==== Data for this task ====
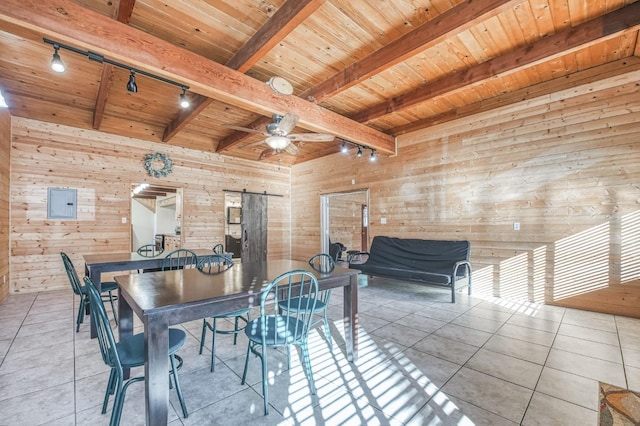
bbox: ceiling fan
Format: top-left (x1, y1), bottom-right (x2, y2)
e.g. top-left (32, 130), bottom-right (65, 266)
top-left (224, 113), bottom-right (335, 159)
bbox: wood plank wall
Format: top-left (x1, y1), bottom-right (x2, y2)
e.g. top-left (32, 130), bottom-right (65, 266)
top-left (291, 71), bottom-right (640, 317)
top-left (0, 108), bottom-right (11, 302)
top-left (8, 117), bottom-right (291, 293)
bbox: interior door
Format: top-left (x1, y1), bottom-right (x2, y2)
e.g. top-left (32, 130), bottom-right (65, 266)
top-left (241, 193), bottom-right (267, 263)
====
==== Data for this task ====
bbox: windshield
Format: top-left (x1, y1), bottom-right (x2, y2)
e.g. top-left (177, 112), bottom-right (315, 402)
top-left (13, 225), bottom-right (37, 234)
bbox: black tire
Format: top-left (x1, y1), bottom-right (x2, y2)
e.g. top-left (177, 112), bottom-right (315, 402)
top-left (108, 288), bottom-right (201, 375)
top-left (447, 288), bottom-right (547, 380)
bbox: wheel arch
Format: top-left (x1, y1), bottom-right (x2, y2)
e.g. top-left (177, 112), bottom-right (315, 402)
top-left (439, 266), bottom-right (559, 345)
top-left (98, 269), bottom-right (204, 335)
====
==== Data for this task ====
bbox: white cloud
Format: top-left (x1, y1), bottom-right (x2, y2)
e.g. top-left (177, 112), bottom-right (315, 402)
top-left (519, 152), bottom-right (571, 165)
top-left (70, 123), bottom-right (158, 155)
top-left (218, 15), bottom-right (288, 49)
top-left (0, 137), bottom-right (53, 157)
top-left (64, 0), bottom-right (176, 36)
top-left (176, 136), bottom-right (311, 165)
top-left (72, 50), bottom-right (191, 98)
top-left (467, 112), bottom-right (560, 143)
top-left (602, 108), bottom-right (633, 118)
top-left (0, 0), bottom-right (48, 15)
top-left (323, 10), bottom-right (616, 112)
====
**Exercise objective**: Reproduce word for word the lines from the one containing "bbox: interior door" up to and including the one containing "top-left (241, 193), bottom-right (267, 263)".

**Output for this exercise**:
bbox: interior door
Format: top-left (x1, y1), bottom-right (x2, y2)
e.g. top-left (32, 130), bottom-right (65, 266)
top-left (241, 193), bottom-right (267, 263)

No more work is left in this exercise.